What you are asked to do →
Each record is to be copied exactly, with its pictures left behind.

-- Records for this exercise follows --

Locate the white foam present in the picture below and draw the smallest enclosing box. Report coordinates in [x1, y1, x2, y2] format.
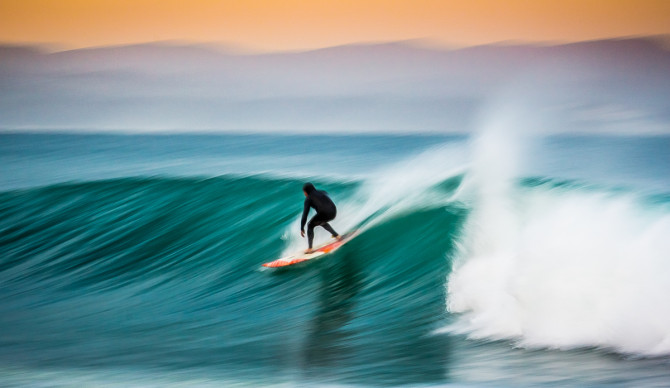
[445, 112, 670, 357]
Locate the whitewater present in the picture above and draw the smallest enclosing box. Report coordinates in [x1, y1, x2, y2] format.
[444, 117, 670, 358]
[1, 130, 669, 387]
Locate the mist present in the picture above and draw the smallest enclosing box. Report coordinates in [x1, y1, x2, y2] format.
[1, 37, 669, 134]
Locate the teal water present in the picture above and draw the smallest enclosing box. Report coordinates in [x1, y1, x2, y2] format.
[1, 133, 669, 387]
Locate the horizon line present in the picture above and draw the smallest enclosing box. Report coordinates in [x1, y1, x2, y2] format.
[3, 34, 670, 55]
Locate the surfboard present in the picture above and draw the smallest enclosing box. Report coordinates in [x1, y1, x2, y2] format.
[262, 231, 358, 268]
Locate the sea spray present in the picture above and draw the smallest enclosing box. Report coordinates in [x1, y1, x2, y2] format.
[445, 114, 670, 357]
[446, 107, 528, 338]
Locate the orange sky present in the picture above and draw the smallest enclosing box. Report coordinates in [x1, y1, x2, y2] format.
[1, 0, 670, 51]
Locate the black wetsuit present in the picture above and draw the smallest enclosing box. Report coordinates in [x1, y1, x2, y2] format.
[301, 188, 339, 249]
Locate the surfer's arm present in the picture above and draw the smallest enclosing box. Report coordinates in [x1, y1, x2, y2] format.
[300, 199, 311, 232]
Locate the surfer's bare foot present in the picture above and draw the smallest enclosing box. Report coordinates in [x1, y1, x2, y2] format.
[334, 235, 343, 241]
[305, 248, 314, 254]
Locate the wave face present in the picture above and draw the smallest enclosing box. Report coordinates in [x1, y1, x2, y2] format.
[0, 173, 466, 386]
[1, 133, 670, 386]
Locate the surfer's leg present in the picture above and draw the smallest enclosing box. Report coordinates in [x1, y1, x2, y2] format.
[307, 213, 333, 248]
[307, 222, 314, 249]
[321, 222, 339, 239]
[320, 211, 339, 238]
[307, 215, 322, 249]
[307, 224, 315, 249]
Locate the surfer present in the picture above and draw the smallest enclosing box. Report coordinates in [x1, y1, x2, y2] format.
[301, 182, 342, 253]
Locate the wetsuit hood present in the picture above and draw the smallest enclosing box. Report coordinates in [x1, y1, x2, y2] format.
[302, 182, 316, 194]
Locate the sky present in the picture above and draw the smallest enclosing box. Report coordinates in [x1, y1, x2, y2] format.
[1, 0, 670, 52]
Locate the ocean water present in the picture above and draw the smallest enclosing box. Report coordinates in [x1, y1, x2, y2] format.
[1, 131, 669, 387]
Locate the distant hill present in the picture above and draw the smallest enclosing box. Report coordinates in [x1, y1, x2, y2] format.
[1, 38, 668, 133]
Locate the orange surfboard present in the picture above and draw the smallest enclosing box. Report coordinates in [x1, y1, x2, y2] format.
[262, 231, 358, 268]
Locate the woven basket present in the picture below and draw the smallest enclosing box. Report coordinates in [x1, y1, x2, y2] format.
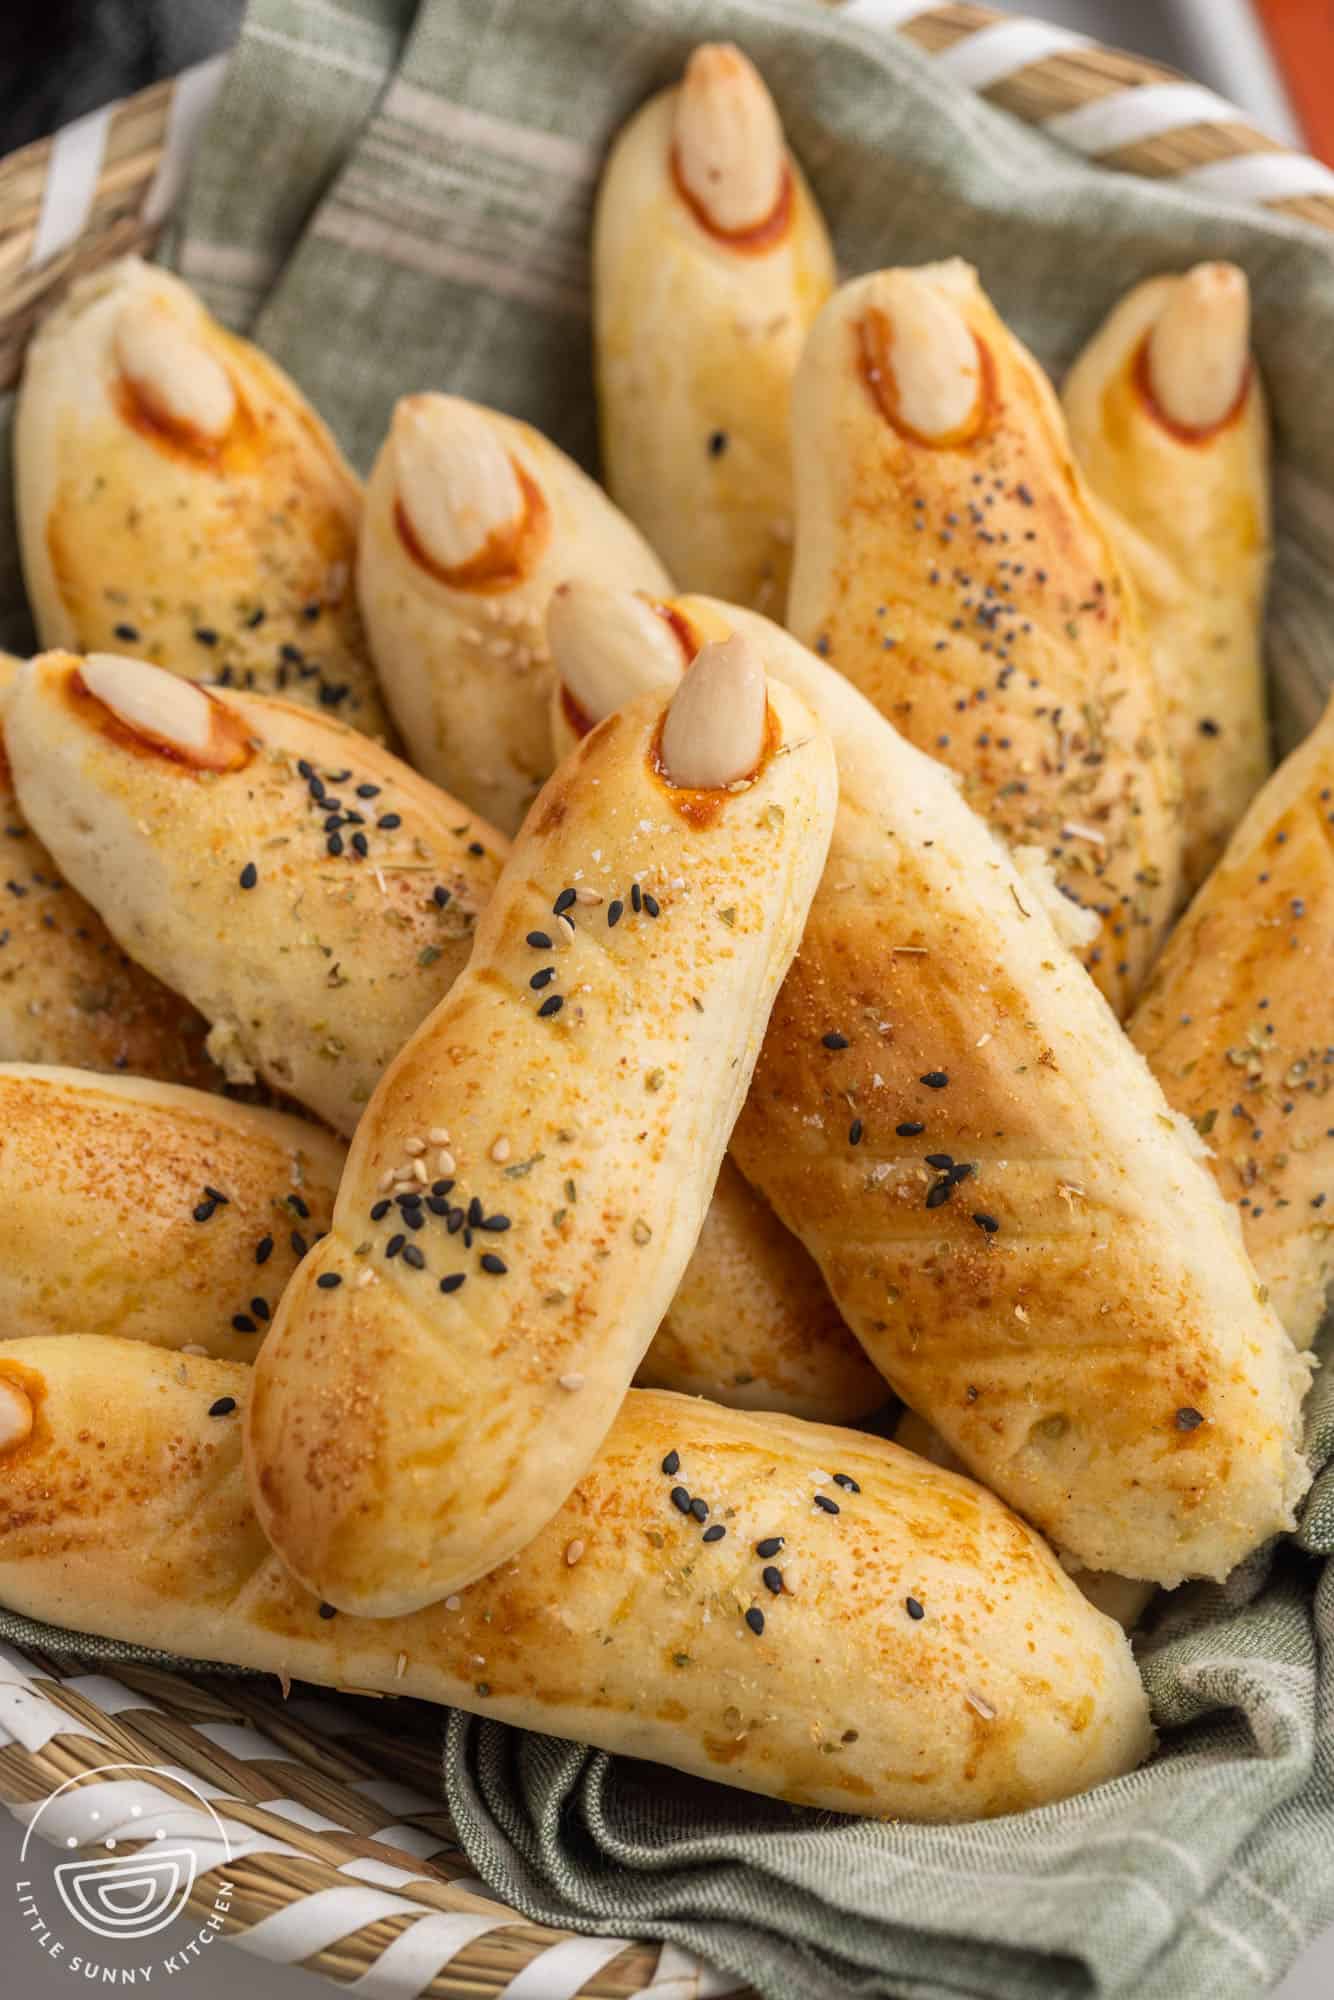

-- Records for this exercise concluded --

The answer →
Locate the white foam present in the picture below and draw the smallest enclosing box. Report coordinates in [x1, y1, x2, y2] format.
[445, 112, 670, 357]
Locate the whitewater present in the picture above and draw the smallest enclosing box. Report coordinates in [x1, y1, x2, y2] format.
[444, 117, 670, 358]
[1, 130, 669, 387]
Locate the mist present in the picture above and draw the smallest enclosing box. Report coordinates in [x1, y1, x2, y2] format.
[1, 37, 669, 134]
Locate the teal water present in the picture above and draw the smallest enclosing box. Report coordinates in [x1, y1, x2, y2] format.
[1, 133, 669, 387]
Locate the horizon line present in the picture above and draw the smallest enclosing box. Report coordinates in [x1, y1, x2, y2] format.
[3, 34, 670, 55]
Locate the surfboard present in the picture above and draw the smallest enclosing box. Report coordinates in [x1, y1, x2, y2] format.
[262, 231, 358, 268]
Locate the sea spray present in the picture above and draw the smallest enclosing box. Report coordinates in [x1, y1, x2, y2] format.
[445, 114, 670, 357]
[446, 107, 528, 338]
Locate the orange sky present in the picture above and draw the smallest enclosing box. Report coordinates in [x1, y1, x2, y2] format.
[1, 0, 670, 51]
Locate the black wetsuit present in the picture above and draw the smallest enclosing box. Report coordinates in [x1, y1, x2, y2] format.
[301, 188, 339, 249]
Locate the surfer's arm present in the picture above and draw the smallest enclosing box. Report coordinates in [x1, y1, x2, y2] format.
[300, 199, 311, 232]
Locate the surfer's bare foot present in the picture above and draw the smallest enclosing box. Report coordinates in [x1, y1, x2, y2] format.
[334, 235, 343, 241]
[305, 248, 314, 254]
Locate the wave face present in the picture above and draw the smallest enclosing box. Report coordinates in [x1, y1, x2, y2] format.
[0, 173, 466, 386]
[1, 133, 670, 386]
Locate the surfer's leg present in the picture above and draw the smallest enclosing box. Report coordinates in [x1, y1, x2, y2] format.
[307, 213, 333, 248]
[307, 222, 314, 249]
[321, 222, 339, 239]
[320, 211, 339, 238]
[307, 215, 322, 249]
[307, 224, 315, 249]
Locate the surfer present in the picture above and draw the smallest enclosing box. Report coordinates in [x1, y1, x2, y2] format.
[301, 182, 342, 253]
Locate the wetsuit hood present in the picture above and draw the smallest enclosing box. Report coordinates in [x1, y1, x2, y2] format.
[302, 182, 316, 194]
Locate the sky present in the picture above and draw the smallest enclosing box. Report coordinates in [x1, y1, x2, y2] format.
[1, 0, 670, 52]
Locate the ocean water present in the picture above and draw the smallest enclosing box. Report coordinates in [x1, y1, x2, y2] format.
[1, 131, 669, 387]
Locate the distant hill present in the picture above and draw the smallest enclosing box. Report coordinates in [x1, y1, x2, y2] format.
[1, 38, 668, 133]
Locate the orange surfboard present in the picture above and draw the smallest enclosing box. Report coordinates in [x1, y1, x2, y2] format.
[262, 231, 358, 268]
Locate the woven basket present in the picture below and draw the smallest enclosing box. Report coordinates in [x1, y1, x2, y2] format.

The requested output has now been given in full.